▶ Prompt:
Repeat the data exactly, with every line included.

▶ Information supplied:
-*-*-

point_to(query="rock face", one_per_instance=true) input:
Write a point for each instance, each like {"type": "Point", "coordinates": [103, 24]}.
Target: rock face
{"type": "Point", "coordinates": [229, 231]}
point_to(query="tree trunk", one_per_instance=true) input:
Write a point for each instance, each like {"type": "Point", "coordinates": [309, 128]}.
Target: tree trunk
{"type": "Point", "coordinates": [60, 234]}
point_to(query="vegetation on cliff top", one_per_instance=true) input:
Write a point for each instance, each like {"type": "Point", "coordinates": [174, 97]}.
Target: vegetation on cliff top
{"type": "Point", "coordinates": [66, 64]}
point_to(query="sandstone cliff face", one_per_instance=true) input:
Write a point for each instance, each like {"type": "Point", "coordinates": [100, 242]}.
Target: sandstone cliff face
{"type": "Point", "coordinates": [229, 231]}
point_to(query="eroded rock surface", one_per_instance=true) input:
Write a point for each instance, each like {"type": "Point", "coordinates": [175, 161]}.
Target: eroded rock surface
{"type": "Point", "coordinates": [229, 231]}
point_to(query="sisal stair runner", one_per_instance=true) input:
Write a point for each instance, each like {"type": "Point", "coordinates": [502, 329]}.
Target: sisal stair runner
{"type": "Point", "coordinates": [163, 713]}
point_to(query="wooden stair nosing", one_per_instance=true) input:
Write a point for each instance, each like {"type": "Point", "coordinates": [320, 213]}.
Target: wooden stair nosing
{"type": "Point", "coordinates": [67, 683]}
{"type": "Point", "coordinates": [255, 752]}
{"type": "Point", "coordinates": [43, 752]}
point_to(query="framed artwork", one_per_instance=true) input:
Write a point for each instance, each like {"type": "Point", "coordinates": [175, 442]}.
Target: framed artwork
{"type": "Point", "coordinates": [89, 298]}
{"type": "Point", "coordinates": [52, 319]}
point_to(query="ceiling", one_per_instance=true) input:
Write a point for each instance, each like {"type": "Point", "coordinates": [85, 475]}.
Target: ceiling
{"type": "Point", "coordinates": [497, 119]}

-*-*-

▶ Response to this exercise:
point_to(query="rock face", one_per_instance=true) input:
Write a point for each instance, each like {"type": "Point", "coordinates": [103, 24]}.
Target: rock face
{"type": "Point", "coordinates": [229, 231]}
point_to(query="tree trunk", one_per_instance=true) input:
Write a point for each instance, each like {"type": "Point", "coordinates": [309, 128]}.
Target: tree trunk
{"type": "Point", "coordinates": [60, 234]}
point_to(query="vegetation on cliff top", one_per_instance=true) input:
Write a point for each instance, each like {"type": "Point", "coordinates": [174, 97]}.
Target: vegetation on cliff top
{"type": "Point", "coordinates": [66, 64]}
point_to(query="sandstone cliff face", one_per_instance=true) input:
Write a point for each instance, each like {"type": "Point", "coordinates": [100, 242]}.
Target: sandstone cliff face
{"type": "Point", "coordinates": [229, 231]}
point_to(query="eroded rock surface", one_per_instance=true) input:
Write a point for each instance, each like {"type": "Point", "coordinates": [175, 161]}.
Target: eroded rock surface
{"type": "Point", "coordinates": [229, 231]}
point_to(query="sisal stair runner", one_per_instance=true) input:
Write a point for each instance, each like {"type": "Point", "coordinates": [502, 329]}.
Target: sisal stair runner
{"type": "Point", "coordinates": [163, 713]}
point_to(query="wooden stair nosing", one_per_instance=true) input:
Write a point for each instance, each like {"type": "Point", "coordinates": [320, 213]}.
Target: wooden stair nosing
{"type": "Point", "coordinates": [67, 683]}
{"type": "Point", "coordinates": [255, 752]}
{"type": "Point", "coordinates": [43, 752]}
point_to(query="framed artwork", one_per_instance=true) input:
Write a point for each instance, each like {"type": "Point", "coordinates": [175, 442]}.
Target: framed artwork
{"type": "Point", "coordinates": [89, 298]}
{"type": "Point", "coordinates": [52, 319]}
point_to(query="ceiling", one_per_instance=true) input:
Write a point for each instance, each like {"type": "Point", "coordinates": [85, 475]}.
Target: ceiling
{"type": "Point", "coordinates": [497, 119]}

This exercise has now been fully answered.